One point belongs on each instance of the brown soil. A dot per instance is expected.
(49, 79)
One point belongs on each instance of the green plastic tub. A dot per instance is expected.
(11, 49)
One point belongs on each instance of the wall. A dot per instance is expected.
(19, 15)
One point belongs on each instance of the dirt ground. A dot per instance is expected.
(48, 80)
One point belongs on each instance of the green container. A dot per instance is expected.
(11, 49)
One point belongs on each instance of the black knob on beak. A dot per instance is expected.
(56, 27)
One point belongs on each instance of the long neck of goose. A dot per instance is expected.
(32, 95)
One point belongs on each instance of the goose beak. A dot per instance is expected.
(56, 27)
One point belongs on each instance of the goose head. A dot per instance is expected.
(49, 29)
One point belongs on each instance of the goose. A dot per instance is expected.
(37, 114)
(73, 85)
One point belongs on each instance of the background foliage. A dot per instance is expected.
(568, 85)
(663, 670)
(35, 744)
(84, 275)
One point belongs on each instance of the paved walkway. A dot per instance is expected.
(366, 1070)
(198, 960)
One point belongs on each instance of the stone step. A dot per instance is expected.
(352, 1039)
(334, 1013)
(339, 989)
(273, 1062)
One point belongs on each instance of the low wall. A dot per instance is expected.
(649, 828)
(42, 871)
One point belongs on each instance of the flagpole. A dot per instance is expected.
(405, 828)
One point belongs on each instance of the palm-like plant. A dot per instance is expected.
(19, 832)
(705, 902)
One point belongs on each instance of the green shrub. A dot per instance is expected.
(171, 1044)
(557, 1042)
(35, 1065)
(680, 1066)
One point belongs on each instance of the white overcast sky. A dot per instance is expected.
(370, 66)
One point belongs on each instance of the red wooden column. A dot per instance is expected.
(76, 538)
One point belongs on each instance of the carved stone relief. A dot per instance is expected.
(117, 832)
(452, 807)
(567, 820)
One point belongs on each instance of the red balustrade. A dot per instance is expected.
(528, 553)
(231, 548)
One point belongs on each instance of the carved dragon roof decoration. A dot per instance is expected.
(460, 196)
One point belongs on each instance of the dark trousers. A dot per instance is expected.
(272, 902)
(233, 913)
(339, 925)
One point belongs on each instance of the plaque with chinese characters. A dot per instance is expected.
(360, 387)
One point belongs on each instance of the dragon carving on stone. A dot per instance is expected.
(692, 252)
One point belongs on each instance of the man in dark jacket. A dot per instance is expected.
──────
### What is required
Extract every line of the data above and reproduce each one verbatim, in its original order and without any alteration.

### Response to this task
One point belongs on each instance of the brown soil. A dot per instance is expected.
(49, 79)
One point belongs on each instance of the green plastic tub. A dot per instance is expected.
(11, 49)
One point belongs on each instance of the wall. A dot per instance is expected.
(19, 15)
One point belongs on each instance of the dirt ground. A dot per instance is expected.
(48, 80)
One point belongs on each instance of the green container. A dot per instance is expected.
(11, 49)
One point belongs on each instance of the black knob on beak. A dot per instance is expected.
(56, 27)
One point belongs on each instance of the long neck of goose. A dot per instance is expected.
(32, 95)
One point belongs on each instance of the goose beak. A dot per instance is expected.
(56, 27)
One point belongs on each instance of the goose head. A dot per instance is expected.
(49, 29)
One point belongs on each instance of the goose. A dot per instance is expected.
(37, 114)
(73, 85)
One point belongs on each instance of the background foliage. A dot per instance is expected.
(568, 85)
(663, 670)
(35, 744)
(84, 275)
One point belongs on each instance of the paved walkway. A dot per instance is expected.
(366, 1070)
(198, 960)
One point belongs on each instance of the stone step. A dot per instance is expected.
(352, 1039)
(334, 1013)
(339, 989)
(273, 1062)
One point belongs on each instance of the low wall. A dot per instance is expected.
(649, 828)
(42, 871)
One point belongs on each instance of the flagpole. A dot per instance is expected.
(405, 828)
One point belongs on each instance of the palm-like plant. A dot per instance is expected.
(19, 832)
(705, 902)
One point belongs on each instance of the green shrub. A dot per instance is expected.
(171, 1044)
(557, 1042)
(35, 1065)
(680, 1066)
One point belongs on each instance of the white overcast sky. A dot per instance is expected.
(370, 66)
One point belongs on each instance of the red wooden column. A dot per instance is expected.
(76, 538)
One point belongs on each instance of the carved stone relief. A dot per instance is expected.
(117, 832)
(452, 807)
(567, 820)
One point belongs on each instance of the red balustrade. A dot per instance is expected.
(528, 553)
(231, 548)
One point belongs on each instance of the carved dragon roof decoration. A dot per instance is expected.
(460, 196)
One point belongs on each instance of the dark trousers. A dot per instance is expected.
(272, 902)
(233, 913)
(339, 925)
One point belongs on each instance of the plaque with chinese characters. A dot per instance is expected.
(360, 387)
One point belongs on each instance of the dragon carving on stone. A dot per instance is expected.
(692, 252)
One point belongs on each instance of the man in dark jacket. A dot per instance is expected.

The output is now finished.